Saturday, June 12, 2010

mommy, again now?

Oma and I visited a friend's yard sale today. She had a few racks of VHS tapes, so Oma picked up a couple including The Rescuers. The kid has not stopped giggling. I think the best is when the mice are hiding inside the pipes of the organ and the mean alligators pound on the keys, blowing them up in the air. You just can't beat a good belly laugh. Also, it's 5pm and he's not flipping out.

I called Punkin's pediatrician last week about his behavior issues. It's becoming rather overwhelming for me. For the most part he can hold it together at school, but once 2pm hits, he starts to break down. And then each half hour after that wields more issues -- tears, throwing toys, defiance, banging his head, hitting, kicking, pinching -- until he ceases to be able to function at all and ends up in a ball on the floor, arms and legs flailing in every direction as I attempt to calm him.

Most times it requires me laying him across a therapy ball and bouncing him as hard as I can for at least five minutes. Other times, if he's stopped throwing objects or isn't self-injuring, I can set him on his bed. But if we're out? Forget it.

And I never know what might set him off. Might be the respite worker coming over. Or, it might be that he doesn't like what I cooked for dinner so he throws his plate, dumps his milk, cries because he knows that's bad, hits me when I put him in time out, bangs his head because hitting me is bad, cries because his head hurts, and then refuses to take a bath because he can't calm down and think straight.

The point? The point is the doctor suggested increasing his afternoon dose of Ritalin to 10mg. I brought up giving him three small doses, but we decided to go this route first to see how it worked in order to avoid any issues with meal times and bedtime. I am NOT messing with bedtime if I don't have to! That is one thing we, for the most part, have conquered.

He's had the increased dose for two days and he's doing fine. It's hard to tell on the weekends, honestly. Next week will be the real test. I know he's having a few issues at school in the special education room, but he's not having any problems in the integrated room. I know there are other children in his special ed room with behavior issues and other kids who require A LOT of attention, so I'm wondering if that is some of the problem. It's also more comfortable in there for him -- kind of like home is more comfortable than school, so he acts up more at home. In the end, I'm wondering if his evenings become calmer, it might smooth out the rest of his day as well. Keeping my fingers crossed!

DATA EXTRACT –
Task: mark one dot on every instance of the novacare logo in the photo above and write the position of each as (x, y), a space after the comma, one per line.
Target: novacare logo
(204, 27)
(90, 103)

PROBLEMS TO WORK ON –
1) Rewrite the part of the blog post that opens with the words "And I never" and closes with "and think straight.", putting "babysitter" in place of "respite worker".
2) In the blog post, what afternoon dose of Ritalin did the pediatrician suggest?
3) Write a continuation of the blog post about the child's behavior and medication, picking up after its final sentence.

RESPONSES BY ITEM NUMBER –
1)
And I never know what might set him off. Might be the babysitter coming over. Or, it might be that he doesn't like what I cooked for dinner so he throws his plate, dumps his milk, cries because he knows that's bad, hits me when I put him in time out, bangs his head because hitting me is bad, cries because his head hurts, and then refuses to take a bath because he can't calm down and think straight.

2) 10mg

3)
5 comments:

Anonymous said...

glad things are going well so far- I'm crossing my fingers as well :)
Pam

Kristiem10 said...

Behavior issues can be so frustrating! I hope things ease up. Blake gets irritable by around 4:00 in the afternoon.

bambooska said...

Fingers crossed here as well. I hope he goes well this week and the medicine is taking good care of him.

I just recently started reading your blog. I'm sorry if it's rude to ask but, is this related to the x-gene syndrome you say on your left bar?

the other lion said...

Bambooska -- Not rude at all! You can ask me whatever you want! Yes, people with Fragile X are likely to have behavior problems such as aggression, Attention Deficit Hyperactivity Disorder (ADHD), autism, and sometimes they have autistic behaviors but not autism. I know that last part doesn't make much sense, but that's the doctors explain it.

Because Fragile X is a syndrome, people will have a group of issues all related to that one gene (the fragile x gene). They can include mental retardation, heart problems, ADHD, autism, insomnia, frequent ear infections, and seizures.

Heidi said...

It's funny, before my son I would have read that post and been like, "That poor lady, having to deal with that." Now my sympathy goes to the kid first. My son has Sensory Processing Disorder, which is a lot like that. He can't handle many situations and has several meltdowns. We're told every kid with autism has SPD but not all kids with SPD are autistic. Therapy helps a lot but I have been reading a lot about diets and how they affect the behavior. We switched to soy milk and I was so suprised at the behavior response. Did not think that was going to work. SO I guess this long comment is just to say, "I hear ya sister!"